• _Document segment_:

I have spent a lot of time over the last few weeks looking at this photo:
It was painted by a nun in the early 2000s. It features Ms. Eve, after she has been betrayed and left to fend for herself by Adam (read Genesis 3 - he was there the whole time and said nothing!), standing with Mary, who is pregnant with Jesus. Along Eve’s leg is a serpent (Satan) whose head is being crushed under Mary’s heel in fulfillment of Genesis 3:15 where it says, “he will crush your head, and you will strike his heel.” It’s in reference to Jesus coming to overcome the sin and pain Satan just introduced to the world.
Satan wins for the moment but the ultimate victory is coming.
There is a lot I could say about Roe being overturned. I am sad. Heartbroken. Pissed off. A lot of the emotion I have processed has been better articulated by others.
I have tried to logic my way to be a better response. I’ve thrown up my hands in apathy. I have cried, vented, gone for many walks, and tried to avoid the emotion.
But I keep coming back to this image. Sweet Eve who knows the pain and loss and hurt she unknowingly released - the need she created for Eve to be where she is. And Eve, wise beyond her years (she was probably only a teenager) when faced when the choice to carry a baby out of wedlock said, “I am the Lord’s servant. May your word to me be fulfilled.” (Luke 1:38). She did not know what was to come but knew she’d been given the chance to do the impossible.

• _Tasks to perform_:
A – Write out everything in the post about the painting of Eve and Mary from "Satan wins for" down to "avoid the emotion.".
B – According to the post about the painting of Eve and Mary, who painted the picture, and when?
C – Give what follows in the post about the painting of Eve and Mary, picking up right after its last sentence.

• _Dataset excerpts_:

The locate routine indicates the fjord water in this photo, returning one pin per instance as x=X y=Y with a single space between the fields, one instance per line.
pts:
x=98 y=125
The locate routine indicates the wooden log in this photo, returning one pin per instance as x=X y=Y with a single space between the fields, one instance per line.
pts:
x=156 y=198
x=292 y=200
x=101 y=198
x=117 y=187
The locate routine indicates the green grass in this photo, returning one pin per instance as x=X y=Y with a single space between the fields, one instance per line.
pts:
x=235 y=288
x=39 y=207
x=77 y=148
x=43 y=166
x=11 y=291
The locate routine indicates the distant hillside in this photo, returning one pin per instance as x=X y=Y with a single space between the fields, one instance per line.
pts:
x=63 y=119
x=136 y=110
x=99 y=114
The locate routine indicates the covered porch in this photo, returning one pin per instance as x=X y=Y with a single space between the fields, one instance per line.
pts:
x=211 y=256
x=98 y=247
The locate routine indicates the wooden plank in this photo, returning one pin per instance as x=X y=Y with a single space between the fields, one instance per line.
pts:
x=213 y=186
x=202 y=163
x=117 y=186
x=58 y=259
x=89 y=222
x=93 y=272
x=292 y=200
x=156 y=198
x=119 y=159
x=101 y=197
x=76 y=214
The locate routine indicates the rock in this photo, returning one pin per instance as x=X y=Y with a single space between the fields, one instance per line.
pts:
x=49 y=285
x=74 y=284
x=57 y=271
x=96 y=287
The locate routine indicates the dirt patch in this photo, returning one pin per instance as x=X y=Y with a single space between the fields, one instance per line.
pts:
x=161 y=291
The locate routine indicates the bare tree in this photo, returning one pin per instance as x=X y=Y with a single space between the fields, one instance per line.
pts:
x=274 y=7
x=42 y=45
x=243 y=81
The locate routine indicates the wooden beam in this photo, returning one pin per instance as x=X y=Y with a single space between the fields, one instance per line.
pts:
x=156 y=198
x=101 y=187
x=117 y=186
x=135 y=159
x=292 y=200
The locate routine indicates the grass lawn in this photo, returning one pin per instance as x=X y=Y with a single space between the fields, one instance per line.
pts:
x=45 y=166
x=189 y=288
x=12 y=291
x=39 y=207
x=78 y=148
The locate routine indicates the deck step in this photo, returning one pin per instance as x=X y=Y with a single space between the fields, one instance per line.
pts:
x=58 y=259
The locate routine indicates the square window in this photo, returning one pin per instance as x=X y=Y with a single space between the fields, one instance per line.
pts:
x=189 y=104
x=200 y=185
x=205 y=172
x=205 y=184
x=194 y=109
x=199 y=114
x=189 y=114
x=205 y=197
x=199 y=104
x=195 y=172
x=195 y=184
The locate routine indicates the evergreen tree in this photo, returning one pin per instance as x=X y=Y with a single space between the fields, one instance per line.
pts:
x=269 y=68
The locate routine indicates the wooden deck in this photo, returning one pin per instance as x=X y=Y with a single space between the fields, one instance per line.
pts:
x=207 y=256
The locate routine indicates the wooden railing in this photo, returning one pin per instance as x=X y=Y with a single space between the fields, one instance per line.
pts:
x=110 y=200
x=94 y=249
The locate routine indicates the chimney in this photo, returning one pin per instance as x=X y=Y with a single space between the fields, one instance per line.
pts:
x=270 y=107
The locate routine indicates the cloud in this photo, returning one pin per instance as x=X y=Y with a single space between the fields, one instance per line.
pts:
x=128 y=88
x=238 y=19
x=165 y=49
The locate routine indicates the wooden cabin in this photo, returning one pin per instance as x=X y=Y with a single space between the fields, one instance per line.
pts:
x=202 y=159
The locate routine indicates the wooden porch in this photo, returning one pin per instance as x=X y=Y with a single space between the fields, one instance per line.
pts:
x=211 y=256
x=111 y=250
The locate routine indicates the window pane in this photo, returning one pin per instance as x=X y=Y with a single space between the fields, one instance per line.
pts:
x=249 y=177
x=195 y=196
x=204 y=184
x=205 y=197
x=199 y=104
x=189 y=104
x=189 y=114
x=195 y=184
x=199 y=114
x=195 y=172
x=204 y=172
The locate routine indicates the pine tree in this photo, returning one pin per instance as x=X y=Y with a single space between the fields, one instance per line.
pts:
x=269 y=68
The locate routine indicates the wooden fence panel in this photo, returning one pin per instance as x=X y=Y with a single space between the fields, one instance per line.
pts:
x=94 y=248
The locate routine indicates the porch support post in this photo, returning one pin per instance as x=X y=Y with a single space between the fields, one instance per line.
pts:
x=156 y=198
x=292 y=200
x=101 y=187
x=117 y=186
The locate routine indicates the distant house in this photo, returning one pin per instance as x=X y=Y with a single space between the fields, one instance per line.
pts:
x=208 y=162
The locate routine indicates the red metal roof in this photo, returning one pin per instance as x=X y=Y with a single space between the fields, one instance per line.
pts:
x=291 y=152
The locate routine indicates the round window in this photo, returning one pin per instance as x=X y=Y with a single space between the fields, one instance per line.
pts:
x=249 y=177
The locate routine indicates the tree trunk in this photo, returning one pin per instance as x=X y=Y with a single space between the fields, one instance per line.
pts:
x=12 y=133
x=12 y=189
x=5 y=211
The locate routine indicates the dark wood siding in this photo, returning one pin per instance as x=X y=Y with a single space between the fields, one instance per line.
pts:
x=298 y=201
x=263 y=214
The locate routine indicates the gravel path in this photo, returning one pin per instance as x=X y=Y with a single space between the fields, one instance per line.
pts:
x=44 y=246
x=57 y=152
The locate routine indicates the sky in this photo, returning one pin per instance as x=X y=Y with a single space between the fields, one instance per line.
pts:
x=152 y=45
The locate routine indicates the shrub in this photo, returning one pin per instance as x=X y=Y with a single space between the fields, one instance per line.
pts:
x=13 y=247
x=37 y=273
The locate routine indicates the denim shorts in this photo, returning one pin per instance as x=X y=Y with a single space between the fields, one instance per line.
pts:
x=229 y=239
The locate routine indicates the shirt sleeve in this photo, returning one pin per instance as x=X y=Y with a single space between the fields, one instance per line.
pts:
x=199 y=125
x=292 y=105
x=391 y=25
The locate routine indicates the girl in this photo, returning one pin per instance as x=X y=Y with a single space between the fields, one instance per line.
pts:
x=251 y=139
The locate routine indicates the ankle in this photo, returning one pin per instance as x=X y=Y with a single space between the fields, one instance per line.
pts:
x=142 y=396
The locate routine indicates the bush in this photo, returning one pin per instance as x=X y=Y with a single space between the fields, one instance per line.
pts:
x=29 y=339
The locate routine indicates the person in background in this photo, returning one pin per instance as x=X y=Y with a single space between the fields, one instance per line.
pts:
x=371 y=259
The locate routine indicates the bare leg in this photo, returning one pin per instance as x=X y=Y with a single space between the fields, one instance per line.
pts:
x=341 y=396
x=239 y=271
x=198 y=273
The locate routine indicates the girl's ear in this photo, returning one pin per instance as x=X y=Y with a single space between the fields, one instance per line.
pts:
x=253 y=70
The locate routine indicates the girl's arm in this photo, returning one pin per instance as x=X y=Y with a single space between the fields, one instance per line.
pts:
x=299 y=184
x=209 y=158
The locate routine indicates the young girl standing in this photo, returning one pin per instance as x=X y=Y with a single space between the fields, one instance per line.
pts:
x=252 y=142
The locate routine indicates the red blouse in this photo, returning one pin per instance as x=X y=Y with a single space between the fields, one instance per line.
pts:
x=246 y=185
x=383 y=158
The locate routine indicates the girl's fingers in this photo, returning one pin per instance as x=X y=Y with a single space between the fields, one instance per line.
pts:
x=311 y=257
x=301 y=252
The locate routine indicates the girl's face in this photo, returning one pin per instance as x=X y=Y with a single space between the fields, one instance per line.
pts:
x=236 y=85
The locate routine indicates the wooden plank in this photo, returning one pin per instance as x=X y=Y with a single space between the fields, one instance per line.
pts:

• _Answers for the tasks_:
A –
Satan wins for the moment but the ultimate victory is coming.
There is a lot I could say about Roe being overturned. I am sad. Heartbroken. Pissed off. A lot of the emotion I have processed has been better articulated by others.
I have tried to logic my way to be a better response. I’ve thrown up my hands in apathy. I have cried, vented, gone for many walks, and tried to avoid the emotion.

B – A nun painted it in the early 2000s.

C –
I’ve thought about writing a post about Mary’s agency. God did not force her to carry and deliver Jesus but gave her a choice and should that not be an example for us in these times? But instead, I choose to take a step back and realize the decision to take agency away from women and force them to carry fetuses they do not want - is bigger than one decision in one country. It is the latest in a litany of offenses against women that started with one man’s decision to blame his helpmeet (vs. defend or intervene). That cowardice and yet control continues with four men’s hypocritical decision to impact the lives of thousands of women they will never meet and don’t care about.
Am I angry? Sure. I’m hella p****ed off. But anger alone does nothing.
So I look at sweet Eve and wise Mary and choose hope. Both lived through pain we cannot imagine and yet knew (I believe) they were part of something bigger - something that runs through this moment as well: hope.